» PASSAGE PROVIDED:
──────
Why invoke this history? Isn’t the modern RBA independent of government? Hasn’t it learnt from its mistakes in the past? Contrary to what we hear every day, within the public sector there is no such thing as independence from government. And certainly not for the RBA.
It is a creature of government, established by legislation; its riding instructions are set out in the statement on the conduct of monetary policy the board issues jointly with the treasurer; the government appoints the board’s members. Indeed, the Treasury secretary, the treasurer’s chief economic adviser, sits on the RBA board as a full voting member: an arrangement you will not see in any credible OECD country or defended by any monetary policy governance expert.
When people talk about independence, they mean that the RBA board makes its decisions at arm’s length from the government. These are not, as they were in earlier eras, directed by the treasurer. The fact the government cannot unilaterally sack the governor before their seven-year term is up is another layer of protection. But this doesn’t mean governments do not seek to influence governors and monetary policy decisions. How can they not, when an ill-timed interest rate increase can derail their re-election prospects?
During its time in office, the Albanese government has: excoriated former RBA governor Phil Lowe for raising rates in 2022; accepted radical recommendations from the RBA review that, as former RBA governor Ian Macfarlane has pointed out, will drastically weaken the authority of the governor and the bank, and; in the statement on the conduct of monetary policy, given full employment far more prominence than inflation.
Jim Chalmers’ emotive and irresponsible language has not helped, characterising policies that might restrict excess demand as “smashing” and “hammering” the economy.
While none of these factors, taken in isolation, is likely to affect monetary policy decision-making, there is no doubt, considered together, they are exerting unwelcome pressure on the RBA and Bullock. In her public comments on the irresponsible federal budget, Bullock has tied herself in knots to avoid offending the Albanese government.
But the RBA is not entirely blameless. Bullock’s repeated references to negotiating a “narrow path” to bring down inflation suggest, wrongly, that the economic terrain is clearly defined and can be negotiated with skill and care. This has never been true, least of all in today’s economy.
Since the pandemic, we have been hit by a series of complex demand and supply shocks that central bank forecasters have not only failed to anticipate, but did not fully recognise as they occurred. Indeed, current Australian developments are puzzling economists: our surprisingly resilient household sector and labour market despite 13 cash rate increases since 2022, but on the other hand output growth and productivity slowing to a crawl, the latter risking wage-driven inflation even as nominal wage growth moderates.
──────
» DIRECTIONS:
**A)** In the passage on the Reserve Bank of Australia, condense the paragraph beginning "It is a creature of government" into a short bulleted list that keeps its main facts.
**B)** According to the passage on the Reserve Bank of Australia, what things has the Albanese government done during its time in office? List every one.

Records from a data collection
──────
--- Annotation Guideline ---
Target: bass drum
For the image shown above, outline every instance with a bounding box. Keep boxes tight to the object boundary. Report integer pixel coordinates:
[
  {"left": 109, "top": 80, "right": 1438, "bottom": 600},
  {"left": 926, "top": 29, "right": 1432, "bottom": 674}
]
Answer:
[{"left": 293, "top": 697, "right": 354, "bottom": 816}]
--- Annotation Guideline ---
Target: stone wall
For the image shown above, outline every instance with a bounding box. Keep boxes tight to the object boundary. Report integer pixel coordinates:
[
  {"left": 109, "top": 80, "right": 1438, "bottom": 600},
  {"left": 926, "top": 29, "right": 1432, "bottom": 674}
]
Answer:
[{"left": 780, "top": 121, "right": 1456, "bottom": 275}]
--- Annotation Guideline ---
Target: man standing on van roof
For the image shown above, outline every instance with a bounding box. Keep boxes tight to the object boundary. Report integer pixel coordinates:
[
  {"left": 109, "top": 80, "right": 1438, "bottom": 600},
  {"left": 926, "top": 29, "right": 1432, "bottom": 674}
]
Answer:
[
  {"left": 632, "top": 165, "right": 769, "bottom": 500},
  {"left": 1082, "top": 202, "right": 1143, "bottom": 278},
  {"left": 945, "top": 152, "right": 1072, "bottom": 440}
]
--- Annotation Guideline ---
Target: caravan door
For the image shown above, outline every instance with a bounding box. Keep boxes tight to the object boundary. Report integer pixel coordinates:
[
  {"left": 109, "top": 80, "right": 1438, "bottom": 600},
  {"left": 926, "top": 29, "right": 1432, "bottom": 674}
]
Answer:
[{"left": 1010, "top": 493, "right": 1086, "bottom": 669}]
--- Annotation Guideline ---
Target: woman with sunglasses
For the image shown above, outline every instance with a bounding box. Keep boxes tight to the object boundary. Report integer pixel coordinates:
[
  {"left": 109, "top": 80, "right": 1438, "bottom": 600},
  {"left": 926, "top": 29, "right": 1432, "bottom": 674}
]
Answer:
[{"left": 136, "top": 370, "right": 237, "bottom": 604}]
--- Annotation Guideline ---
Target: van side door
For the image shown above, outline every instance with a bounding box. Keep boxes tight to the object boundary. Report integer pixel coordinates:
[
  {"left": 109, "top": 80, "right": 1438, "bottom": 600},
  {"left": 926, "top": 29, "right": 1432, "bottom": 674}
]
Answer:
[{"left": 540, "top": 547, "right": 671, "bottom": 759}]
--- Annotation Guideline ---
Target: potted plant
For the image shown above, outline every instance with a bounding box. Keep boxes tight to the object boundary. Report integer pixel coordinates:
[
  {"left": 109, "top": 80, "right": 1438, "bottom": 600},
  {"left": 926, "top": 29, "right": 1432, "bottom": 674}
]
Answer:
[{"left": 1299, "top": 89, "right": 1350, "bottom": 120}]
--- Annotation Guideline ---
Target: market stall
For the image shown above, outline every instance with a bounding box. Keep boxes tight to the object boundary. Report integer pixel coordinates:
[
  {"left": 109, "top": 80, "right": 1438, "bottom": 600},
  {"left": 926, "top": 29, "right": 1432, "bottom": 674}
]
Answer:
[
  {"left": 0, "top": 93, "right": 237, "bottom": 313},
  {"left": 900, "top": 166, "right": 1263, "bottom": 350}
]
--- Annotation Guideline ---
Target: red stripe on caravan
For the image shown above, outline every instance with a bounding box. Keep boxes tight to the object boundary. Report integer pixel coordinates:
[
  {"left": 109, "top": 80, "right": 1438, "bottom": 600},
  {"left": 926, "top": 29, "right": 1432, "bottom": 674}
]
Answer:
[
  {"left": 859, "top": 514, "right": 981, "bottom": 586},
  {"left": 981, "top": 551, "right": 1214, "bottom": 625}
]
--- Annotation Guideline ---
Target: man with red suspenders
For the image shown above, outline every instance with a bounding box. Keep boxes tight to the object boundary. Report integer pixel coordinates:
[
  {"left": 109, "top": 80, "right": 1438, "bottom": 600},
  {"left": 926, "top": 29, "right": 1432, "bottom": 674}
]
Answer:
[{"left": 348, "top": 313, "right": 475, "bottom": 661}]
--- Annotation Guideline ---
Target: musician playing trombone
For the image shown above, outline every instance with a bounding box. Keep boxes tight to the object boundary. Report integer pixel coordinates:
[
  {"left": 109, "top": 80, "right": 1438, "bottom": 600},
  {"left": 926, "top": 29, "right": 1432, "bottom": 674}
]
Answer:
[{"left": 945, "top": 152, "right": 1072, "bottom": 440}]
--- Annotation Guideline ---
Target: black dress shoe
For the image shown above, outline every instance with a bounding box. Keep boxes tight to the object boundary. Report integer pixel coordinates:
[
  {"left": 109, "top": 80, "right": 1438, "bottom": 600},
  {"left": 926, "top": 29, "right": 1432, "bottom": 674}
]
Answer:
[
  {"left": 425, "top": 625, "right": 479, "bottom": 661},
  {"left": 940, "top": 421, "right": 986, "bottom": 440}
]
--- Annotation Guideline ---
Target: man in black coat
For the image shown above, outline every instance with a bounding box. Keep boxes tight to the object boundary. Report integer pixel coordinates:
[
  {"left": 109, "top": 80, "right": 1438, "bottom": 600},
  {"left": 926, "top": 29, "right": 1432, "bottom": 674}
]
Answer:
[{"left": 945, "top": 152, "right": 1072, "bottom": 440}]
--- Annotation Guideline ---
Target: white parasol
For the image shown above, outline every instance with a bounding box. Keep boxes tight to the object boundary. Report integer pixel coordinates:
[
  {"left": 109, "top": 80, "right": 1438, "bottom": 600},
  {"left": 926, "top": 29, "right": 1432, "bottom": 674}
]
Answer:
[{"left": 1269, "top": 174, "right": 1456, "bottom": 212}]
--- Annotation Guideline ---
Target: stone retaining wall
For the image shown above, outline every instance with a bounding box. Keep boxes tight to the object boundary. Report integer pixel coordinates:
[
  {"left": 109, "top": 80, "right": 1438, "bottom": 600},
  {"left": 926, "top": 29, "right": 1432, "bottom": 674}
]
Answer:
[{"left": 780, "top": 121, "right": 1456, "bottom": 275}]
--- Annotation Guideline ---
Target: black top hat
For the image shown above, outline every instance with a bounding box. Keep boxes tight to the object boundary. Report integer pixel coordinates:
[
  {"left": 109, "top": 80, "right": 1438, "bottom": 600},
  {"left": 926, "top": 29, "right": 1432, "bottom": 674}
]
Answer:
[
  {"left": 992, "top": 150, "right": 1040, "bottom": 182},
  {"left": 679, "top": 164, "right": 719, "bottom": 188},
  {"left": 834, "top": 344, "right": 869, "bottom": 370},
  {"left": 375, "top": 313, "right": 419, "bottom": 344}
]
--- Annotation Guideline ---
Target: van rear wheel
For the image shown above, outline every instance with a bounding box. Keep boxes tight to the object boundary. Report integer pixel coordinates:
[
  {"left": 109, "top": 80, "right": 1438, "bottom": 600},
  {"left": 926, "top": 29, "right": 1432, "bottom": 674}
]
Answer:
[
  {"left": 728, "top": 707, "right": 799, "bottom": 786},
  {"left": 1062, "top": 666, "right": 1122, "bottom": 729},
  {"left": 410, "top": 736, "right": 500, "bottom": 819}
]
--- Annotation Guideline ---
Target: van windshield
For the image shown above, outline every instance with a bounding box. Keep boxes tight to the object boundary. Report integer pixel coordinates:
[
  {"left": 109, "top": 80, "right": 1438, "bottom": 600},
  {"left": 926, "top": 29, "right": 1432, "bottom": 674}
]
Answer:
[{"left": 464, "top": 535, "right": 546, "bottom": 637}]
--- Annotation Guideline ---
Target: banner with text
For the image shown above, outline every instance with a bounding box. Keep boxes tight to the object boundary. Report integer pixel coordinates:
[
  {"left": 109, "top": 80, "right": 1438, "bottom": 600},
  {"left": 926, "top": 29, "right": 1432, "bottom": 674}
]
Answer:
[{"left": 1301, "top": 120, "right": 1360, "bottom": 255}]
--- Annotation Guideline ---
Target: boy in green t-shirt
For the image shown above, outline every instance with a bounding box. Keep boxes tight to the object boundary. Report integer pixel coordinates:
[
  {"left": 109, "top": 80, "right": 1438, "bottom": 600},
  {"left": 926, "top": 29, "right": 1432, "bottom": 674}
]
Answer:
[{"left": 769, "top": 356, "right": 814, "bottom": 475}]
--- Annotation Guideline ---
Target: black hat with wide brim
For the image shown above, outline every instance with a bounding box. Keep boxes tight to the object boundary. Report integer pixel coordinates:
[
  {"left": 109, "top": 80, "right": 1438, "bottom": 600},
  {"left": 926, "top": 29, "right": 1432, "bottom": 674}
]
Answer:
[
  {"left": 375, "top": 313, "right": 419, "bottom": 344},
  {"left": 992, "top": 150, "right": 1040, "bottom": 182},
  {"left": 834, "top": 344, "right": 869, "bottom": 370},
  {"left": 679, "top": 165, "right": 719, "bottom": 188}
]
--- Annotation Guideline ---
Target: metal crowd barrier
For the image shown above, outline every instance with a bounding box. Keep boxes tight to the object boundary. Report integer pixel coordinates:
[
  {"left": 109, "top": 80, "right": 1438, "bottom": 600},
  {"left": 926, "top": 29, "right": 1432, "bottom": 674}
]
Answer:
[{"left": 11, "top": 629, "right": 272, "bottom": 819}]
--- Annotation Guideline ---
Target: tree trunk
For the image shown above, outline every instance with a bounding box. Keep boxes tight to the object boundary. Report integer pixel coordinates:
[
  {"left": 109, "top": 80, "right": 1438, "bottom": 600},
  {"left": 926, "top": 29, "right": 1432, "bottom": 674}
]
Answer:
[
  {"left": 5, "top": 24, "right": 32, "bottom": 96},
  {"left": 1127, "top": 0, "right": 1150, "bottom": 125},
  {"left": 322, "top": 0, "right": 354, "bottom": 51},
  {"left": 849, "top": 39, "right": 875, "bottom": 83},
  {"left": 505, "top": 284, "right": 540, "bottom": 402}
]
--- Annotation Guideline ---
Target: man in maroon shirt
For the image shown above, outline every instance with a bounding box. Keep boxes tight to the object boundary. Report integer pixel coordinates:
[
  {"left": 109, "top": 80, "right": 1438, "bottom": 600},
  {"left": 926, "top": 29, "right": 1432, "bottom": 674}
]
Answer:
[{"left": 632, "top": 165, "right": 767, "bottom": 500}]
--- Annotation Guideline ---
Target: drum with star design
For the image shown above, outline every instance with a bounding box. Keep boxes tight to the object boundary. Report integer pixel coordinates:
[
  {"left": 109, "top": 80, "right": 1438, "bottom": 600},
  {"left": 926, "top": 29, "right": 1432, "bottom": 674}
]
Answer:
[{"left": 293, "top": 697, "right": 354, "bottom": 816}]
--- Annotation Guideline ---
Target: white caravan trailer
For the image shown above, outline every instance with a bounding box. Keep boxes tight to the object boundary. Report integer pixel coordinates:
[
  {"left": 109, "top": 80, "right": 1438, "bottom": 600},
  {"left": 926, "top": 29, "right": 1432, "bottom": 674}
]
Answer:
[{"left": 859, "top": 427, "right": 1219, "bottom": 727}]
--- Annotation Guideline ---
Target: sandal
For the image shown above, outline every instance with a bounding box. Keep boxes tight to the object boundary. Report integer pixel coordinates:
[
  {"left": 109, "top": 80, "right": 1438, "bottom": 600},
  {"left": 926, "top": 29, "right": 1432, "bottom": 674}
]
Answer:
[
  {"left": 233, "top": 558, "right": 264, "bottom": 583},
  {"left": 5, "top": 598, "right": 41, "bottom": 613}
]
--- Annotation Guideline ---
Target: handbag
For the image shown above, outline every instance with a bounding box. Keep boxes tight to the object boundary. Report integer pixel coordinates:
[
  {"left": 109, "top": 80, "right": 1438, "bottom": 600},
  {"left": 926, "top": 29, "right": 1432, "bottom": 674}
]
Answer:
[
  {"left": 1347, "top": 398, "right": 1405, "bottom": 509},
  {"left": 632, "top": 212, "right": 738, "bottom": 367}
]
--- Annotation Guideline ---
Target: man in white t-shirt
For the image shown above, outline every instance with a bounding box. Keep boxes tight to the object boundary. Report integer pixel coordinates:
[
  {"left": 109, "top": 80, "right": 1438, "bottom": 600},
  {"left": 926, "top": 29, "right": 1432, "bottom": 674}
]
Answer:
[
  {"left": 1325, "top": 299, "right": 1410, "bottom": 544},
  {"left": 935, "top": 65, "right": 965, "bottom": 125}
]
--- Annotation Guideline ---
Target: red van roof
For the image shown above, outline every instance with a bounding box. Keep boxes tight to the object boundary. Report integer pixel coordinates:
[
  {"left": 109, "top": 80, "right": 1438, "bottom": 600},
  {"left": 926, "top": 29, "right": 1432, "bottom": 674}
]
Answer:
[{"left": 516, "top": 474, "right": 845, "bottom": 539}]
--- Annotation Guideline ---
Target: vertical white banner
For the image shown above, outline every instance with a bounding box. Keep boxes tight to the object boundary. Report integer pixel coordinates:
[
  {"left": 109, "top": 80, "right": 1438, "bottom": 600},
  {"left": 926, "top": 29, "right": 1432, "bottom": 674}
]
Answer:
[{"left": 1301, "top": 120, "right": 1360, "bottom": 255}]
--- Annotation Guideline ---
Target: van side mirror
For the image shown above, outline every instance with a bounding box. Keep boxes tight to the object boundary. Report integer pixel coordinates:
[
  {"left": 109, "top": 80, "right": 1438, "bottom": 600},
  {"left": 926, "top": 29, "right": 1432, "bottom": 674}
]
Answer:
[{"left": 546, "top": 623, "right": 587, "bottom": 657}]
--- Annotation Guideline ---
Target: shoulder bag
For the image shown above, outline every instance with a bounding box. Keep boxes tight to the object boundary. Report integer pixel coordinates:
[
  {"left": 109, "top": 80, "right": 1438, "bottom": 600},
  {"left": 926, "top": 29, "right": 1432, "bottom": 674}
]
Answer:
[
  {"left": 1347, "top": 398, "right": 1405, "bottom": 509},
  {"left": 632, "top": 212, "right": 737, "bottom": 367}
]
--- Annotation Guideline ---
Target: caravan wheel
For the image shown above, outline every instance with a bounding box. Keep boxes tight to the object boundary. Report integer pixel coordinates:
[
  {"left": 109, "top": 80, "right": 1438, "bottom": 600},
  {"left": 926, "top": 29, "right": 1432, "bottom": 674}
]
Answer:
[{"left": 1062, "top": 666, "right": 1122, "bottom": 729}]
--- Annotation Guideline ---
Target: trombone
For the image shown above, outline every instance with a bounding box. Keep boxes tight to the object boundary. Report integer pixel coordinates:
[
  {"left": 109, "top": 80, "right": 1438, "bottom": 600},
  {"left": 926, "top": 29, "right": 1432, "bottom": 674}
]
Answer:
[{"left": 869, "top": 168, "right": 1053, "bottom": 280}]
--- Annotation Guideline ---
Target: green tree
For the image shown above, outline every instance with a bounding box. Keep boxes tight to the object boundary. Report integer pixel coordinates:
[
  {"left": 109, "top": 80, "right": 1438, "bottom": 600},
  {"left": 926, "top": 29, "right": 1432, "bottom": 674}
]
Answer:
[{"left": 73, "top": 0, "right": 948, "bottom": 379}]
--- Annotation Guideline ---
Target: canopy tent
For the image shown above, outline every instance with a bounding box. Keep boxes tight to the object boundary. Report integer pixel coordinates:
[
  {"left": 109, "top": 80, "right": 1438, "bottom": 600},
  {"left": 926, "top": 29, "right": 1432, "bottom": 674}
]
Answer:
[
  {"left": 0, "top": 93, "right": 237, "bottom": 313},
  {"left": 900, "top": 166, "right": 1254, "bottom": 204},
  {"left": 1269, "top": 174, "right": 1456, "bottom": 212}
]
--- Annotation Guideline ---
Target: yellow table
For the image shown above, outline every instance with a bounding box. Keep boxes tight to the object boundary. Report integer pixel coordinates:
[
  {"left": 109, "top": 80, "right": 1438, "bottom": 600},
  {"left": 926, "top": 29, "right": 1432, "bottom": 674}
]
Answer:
──────
» ANSWERS TO THE EXERCISES:
**A)**
- The RBA was established by legislation.
- Its riding instructions are set out in the statement on the conduct of monetary policy, which the board issues jointly with the treasurer.
- The government appoints the board's members.
- The Treasury secretary, the treasurer's chief economic adviser, sits on the RBA board as a full voting member. No credible OECD country has this arrangement, and no monetary policy governance expert would defend it.

**B)**
- It excoriated former RBA governor Phil Lowe for raising rates in 2022.
- It accepted radical recommendations from the RBA review. As former RBA governor Ian Macfarlane has pointed out, these will drastically weaken the authority of the governor and the bank.
- In the statement on the conduct of monetary policy, it gave full employment far more prominence than inflation.